* _Listing_
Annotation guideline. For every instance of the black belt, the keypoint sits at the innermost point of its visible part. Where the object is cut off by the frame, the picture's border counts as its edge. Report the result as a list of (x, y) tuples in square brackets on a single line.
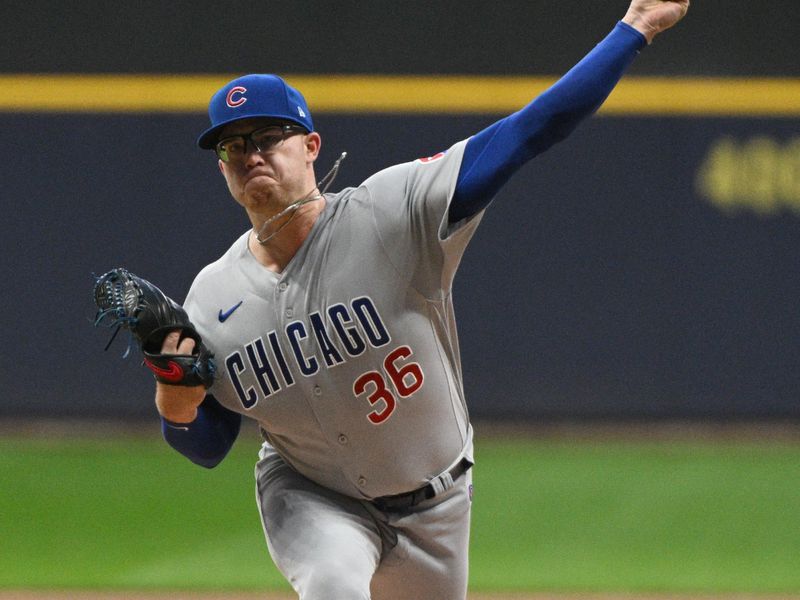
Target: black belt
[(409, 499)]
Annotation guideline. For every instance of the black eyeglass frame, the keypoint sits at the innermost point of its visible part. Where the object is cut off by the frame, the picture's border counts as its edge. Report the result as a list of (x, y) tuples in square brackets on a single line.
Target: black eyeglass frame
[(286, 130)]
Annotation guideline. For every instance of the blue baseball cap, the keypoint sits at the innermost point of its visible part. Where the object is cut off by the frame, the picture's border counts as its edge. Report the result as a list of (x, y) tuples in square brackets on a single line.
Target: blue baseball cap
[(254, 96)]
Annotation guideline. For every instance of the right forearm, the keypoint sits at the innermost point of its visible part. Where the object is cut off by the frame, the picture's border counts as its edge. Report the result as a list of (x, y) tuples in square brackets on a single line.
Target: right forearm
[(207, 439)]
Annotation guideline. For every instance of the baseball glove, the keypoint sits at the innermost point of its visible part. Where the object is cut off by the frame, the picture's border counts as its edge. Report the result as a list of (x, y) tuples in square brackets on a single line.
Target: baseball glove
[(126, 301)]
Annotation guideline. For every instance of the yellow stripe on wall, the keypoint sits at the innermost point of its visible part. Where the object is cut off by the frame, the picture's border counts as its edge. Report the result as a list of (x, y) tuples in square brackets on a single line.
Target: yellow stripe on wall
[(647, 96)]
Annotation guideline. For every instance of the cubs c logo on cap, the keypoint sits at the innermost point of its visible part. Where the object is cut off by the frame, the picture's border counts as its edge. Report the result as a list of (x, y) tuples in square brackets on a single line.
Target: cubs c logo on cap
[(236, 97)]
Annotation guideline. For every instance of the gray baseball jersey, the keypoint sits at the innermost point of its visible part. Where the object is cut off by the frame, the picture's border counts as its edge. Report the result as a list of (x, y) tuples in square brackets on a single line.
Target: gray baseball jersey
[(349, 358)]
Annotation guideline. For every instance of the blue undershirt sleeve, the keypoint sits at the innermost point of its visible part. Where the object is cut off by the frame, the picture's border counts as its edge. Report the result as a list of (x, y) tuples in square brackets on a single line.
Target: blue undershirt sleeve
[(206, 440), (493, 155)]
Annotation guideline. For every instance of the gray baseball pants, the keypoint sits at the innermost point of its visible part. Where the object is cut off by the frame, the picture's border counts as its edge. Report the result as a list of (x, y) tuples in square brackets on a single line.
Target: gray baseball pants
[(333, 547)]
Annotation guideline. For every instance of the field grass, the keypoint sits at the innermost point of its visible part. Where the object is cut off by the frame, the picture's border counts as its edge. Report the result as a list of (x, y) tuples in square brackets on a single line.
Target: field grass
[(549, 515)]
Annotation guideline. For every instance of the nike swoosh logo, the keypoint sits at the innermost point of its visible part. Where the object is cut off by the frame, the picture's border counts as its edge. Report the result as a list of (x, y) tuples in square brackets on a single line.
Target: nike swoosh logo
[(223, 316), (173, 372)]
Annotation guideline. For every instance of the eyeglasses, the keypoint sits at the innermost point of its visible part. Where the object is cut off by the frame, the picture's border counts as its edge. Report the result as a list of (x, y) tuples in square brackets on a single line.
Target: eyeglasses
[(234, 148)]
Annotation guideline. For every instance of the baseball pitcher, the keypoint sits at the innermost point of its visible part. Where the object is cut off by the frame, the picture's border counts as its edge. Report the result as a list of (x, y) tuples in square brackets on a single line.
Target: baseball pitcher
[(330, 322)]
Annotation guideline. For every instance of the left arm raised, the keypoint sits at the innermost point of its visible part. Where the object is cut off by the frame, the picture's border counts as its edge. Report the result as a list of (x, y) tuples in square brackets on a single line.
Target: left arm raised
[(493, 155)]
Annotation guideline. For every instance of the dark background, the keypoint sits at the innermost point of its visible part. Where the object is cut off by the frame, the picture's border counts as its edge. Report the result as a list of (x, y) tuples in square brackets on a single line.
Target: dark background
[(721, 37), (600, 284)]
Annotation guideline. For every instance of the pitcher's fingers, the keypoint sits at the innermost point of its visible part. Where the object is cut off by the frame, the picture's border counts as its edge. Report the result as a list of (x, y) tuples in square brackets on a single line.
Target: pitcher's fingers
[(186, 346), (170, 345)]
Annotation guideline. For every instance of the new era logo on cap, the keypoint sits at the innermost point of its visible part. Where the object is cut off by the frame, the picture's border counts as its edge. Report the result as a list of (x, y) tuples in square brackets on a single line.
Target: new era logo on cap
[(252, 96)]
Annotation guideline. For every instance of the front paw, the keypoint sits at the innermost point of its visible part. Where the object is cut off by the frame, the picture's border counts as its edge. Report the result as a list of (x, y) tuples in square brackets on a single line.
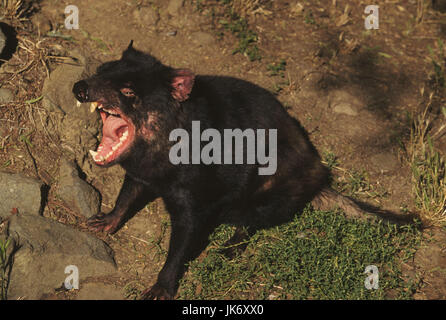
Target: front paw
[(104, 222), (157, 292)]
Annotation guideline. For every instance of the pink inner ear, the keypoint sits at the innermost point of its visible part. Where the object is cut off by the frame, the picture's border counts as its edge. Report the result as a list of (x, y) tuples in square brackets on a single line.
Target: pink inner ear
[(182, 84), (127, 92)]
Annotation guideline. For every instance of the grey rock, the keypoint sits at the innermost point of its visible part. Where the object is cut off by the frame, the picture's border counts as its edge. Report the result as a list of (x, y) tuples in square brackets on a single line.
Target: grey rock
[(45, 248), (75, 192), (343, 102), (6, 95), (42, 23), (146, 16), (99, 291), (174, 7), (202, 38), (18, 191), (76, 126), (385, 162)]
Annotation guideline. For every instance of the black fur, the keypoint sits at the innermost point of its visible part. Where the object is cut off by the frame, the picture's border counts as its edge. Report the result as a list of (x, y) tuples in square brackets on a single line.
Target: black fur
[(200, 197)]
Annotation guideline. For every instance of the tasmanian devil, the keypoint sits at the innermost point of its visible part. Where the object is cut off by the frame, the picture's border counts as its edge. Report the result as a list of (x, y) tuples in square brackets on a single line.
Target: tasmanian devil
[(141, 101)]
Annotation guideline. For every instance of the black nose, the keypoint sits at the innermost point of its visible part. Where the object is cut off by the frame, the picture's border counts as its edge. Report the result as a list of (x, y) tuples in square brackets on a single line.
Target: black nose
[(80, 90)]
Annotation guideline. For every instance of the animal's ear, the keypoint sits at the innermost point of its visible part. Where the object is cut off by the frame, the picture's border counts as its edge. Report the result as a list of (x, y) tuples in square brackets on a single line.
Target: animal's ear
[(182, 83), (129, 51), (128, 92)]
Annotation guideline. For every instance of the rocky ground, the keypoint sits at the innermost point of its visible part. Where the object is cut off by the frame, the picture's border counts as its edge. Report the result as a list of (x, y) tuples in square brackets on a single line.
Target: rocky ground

* _Task to complete_
Arrange all of the entries above as a numbered list, one line per item, with blank lines removed and the pictures left out.

* _The reply_
1. Annotation guideline. For every instance of the black belt, the keypoint sits at the innermost point of its visible part. Where the object is cut off by the frame, the picture's border counts as its edge. Report the result as a list of (x, y) tuples in square brackets on a single line.
2. Target: black belt
3. [(409, 499)]
4. Annotation guideline. For every instance of the black eyeglass frame, the keypoint sits at the innermost point of its visible part. Where the object is cut off by the frame, the picture's border counts as its edge. Report the result as a list of (x, y) tuples in square brackets on a single line.
5. Target: black eyeglass frame
6. [(286, 130)]
7. Annotation guideline. For every instance of the blue baseball cap, the keypoint sits at the innermost point of its visible part. Where the object is cut off by the frame, the picture's border counts as its edge. Report the result as a list of (x, y) tuples in square brackets on a single line.
8. Target: blue baseball cap
9. [(254, 96)]
10. Annotation guideline. For every instance of the right forearm, the keypoint sits at the innermost point of its visible part. Where the object is cut off by the frame, the picture's border counts as its edge. Report the result as a list of (x, y) tuples in square brackets on a single line.
11. Target: right forearm
12. [(207, 439)]
13. Annotation guideline. For every instance of the baseball glove, the keypoint sits at the innermost point of its visible part. Where the object is cut off by the frame, the picture's border counts as its edge. Report the result as a list of (x, y) tuples in square brackets on a single line.
14. Target: baseball glove
15. [(126, 301)]
16. Annotation guideline. For every instance of the yellow stripe on wall, the keypoint sits at the innermost point of its visible part. Where the object is cut off by the frame, the picture's border counts as its edge. Report the result as a list of (x, y) tuples in square brackets on a single line.
17. Target: yellow stripe on wall
18. [(647, 96)]
19. Annotation guideline. For every instance of the cubs c logo on cap, the keypoint sits at the innermost point of its visible part. Where the object is cut off by the frame, the picture's border counts as its edge. Report the result as a list of (x, y) tuples in square brackets on a single line.
20. Target: cubs c logo on cap
21. [(236, 97)]
22. Annotation guideline. For every instance of the gray baseball jersey, the keypoint sits at the innermost point of its visible part. Where the object is cut off by the frame, the picture's border counts as its edge. Report the result as a list of (x, y) tuples in square brackets on a single line.
23. Target: gray baseball jersey
24. [(349, 358)]
25. Annotation guideline. For every instance of the blue undershirt sleeve, the keypoint sits at the innermost point of its visible part. Where the object is cut off by the frame, the picture's border counts as its edge. Report the result as a list of (x, y) tuples in square brackets on a single line.
26. Target: blue undershirt sleeve
27. [(206, 440), (493, 155)]
28. Annotation guideline. For every instance of the gray baseball pants, the keypoint sits at the innermost point of its visible part. Where the object is cut off by the frame, the picture's border counts as its edge. Report the result as a list of (x, y) tuples in square brackets on a single line.
29. Target: gray baseball pants
30. [(333, 547)]
31. Annotation guideline. For every instance of the field grass, the keypoint sits at the innermost point of its visible part. Where the object is cut off by the frame, the picture's border counts as its edge. Report the result as a list of (x, y) tuples in square brackets on a single line.
32. Target: field grass
33. [(549, 515)]
34. Annotation guideline. For every instance of the nike swoosh logo, the keypoint sits at the innermost point of its visible part. Where the object is cut off by the frame, the picture's border counts as its edge. Report the result as a list of (x, y) tuples in square brackets on a single line.
35. Target: nike swoosh logo
36. [(223, 316), (173, 372)]
37. Annotation guideline. For every instance of the eyeglasses, the keypoint sits at the innermost point of its visible part. Where the object is cut off by the frame, the picture's border counts as its edge. Report the result as a list of (x, y) tuples in square brackets on a single line.
38. Target: eyeglasses
39. [(234, 148)]
40. Annotation guideline. For every instance of the baseball pitcher, the keypoint sits at the innermost point of its visible part. Where the object is cut off by the frame, the picture's border counts as its edge. Report the result as a list of (x, y) tuples in square brackets on a single line.
41. Target: baseball pitcher
42. [(330, 322)]
43. Annotation guideline. For every instance of the left arm raised, the keypoint sits at the innermost point of its visible part. Where the object is cut off by the frame, the picture's border counts as its edge. Report the result as a list of (x, y) tuples in square brackets on a single line.
44. Target: left arm raised
45. [(493, 155)]
46. Annotation guideline. For every instance of the dark background, the keypoint sits at the innermost point of its visible part. Where the object is cut off by the frame, the picture's border counts as its edge. Report the result as a list of (x, y) tuples in square brackets on a single line.
47. Target: dark background
48. [(721, 37), (600, 284)]
49. Annotation guideline. For every instance of the pitcher's fingers, the keypoint sits at the innermost point of its visible part. Where the object is cut off by the frame, the picture's border counts as its edge. Report the result as a list of (x, y) tuples in square brackets on a single line.
50. Target: pitcher's fingers
51. [(186, 346), (170, 345)]
52. Annotation guideline. For every instance of the new era logo on cap, the keypoint sits at the innermost point of its visible part. Where the object is cut off by the frame, the picture's border counts as its edge. Report the result as a list of (x, y) tuples in square brackets on a single line.
53. Target: new era logo on cap
54. [(252, 96)]
55. Annotation guideline. For every instance of the front paw, the keypoint sits at the innermost point of its visible part. Where the object is cut off by the frame, the picture's border counts as its edge. Report the result as a list of (x, y) tuples in square brackets on a single line.
56. Target: front paw
57. [(104, 222), (157, 292)]
58. Annotation guideline. For every instance of the pink inner ear, the keypoint sits at the innermost point of its visible part. Where the object is cut off by the frame, the picture's border counts as its edge. Report the result as a list of (x, y) tuples in square brackets on a single line.
59. Target: pink inner ear
60. [(182, 84), (127, 92)]
61. Annotation guideline. For every instance of the grey rock, the keypoint sits at the innermost point of its visible part. Where the object is cut off by the frame, the picture's border counts as its edge. Report the result as a list of (x, y) tuples in square brackets on a single line.
62. Target: grey rock
63. [(45, 248), (75, 192), (343, 102), (6, 95), (42, 23), (146, 16), (99, 291), (174, 7), (202, 38), (18, 191), (76, 126), (385, 162)]
64. Annotation guideline. For every instance of the black fur, the keypoint sits at the innermost point of its visible part. Where the object is cut off by the frame, the picture's border counts as its edge. Report the result as a list of (x, y) tuples in square brackets on a single line.
65. Target: black fur
66. [(200, 197)]
67. Annotation guideline. For every instance of the tasmanian devil, the keypoint sits at the innermost point of its visible part. Where the object is cut off by the frame, the picture's border counts as its edge. Report the result as a list of (x, y) tuples in square brackets on a single line.
68. Target: tasmanian devil
69. [(141, 101)]
70. Annotation guideline. For every instance of the black nose, the keypoint sits at the innermost point of its visible part. Where the object is cut off by the frame, the picture's border counts as its edge. Report the result as a list of (x, y) tuples in square brackets on a single line.
71. Target: black nose
72. [(80, 90)]
73. Annotation guideline. For every instance of the animal's ear, the keypoint sits at the innermost point of its visible part. Where the object is cut off by the frame, the picture's border counts as its edge. Report the result as a list of (x, y) tuples in square brackets on a single line.
74. Target: animal's ear
75. [(182, 83), (129, 51), (128, 92)]
76. Annotation guideline. For every instance of the rocky ground, the keypoint sits at the innermost point of its visible part. Where the object is cut off by the frame, the picture's border counts as its edge. Report the result as a list of (x, y) tuples in square brackets on a single line.
77. Target: rocky ground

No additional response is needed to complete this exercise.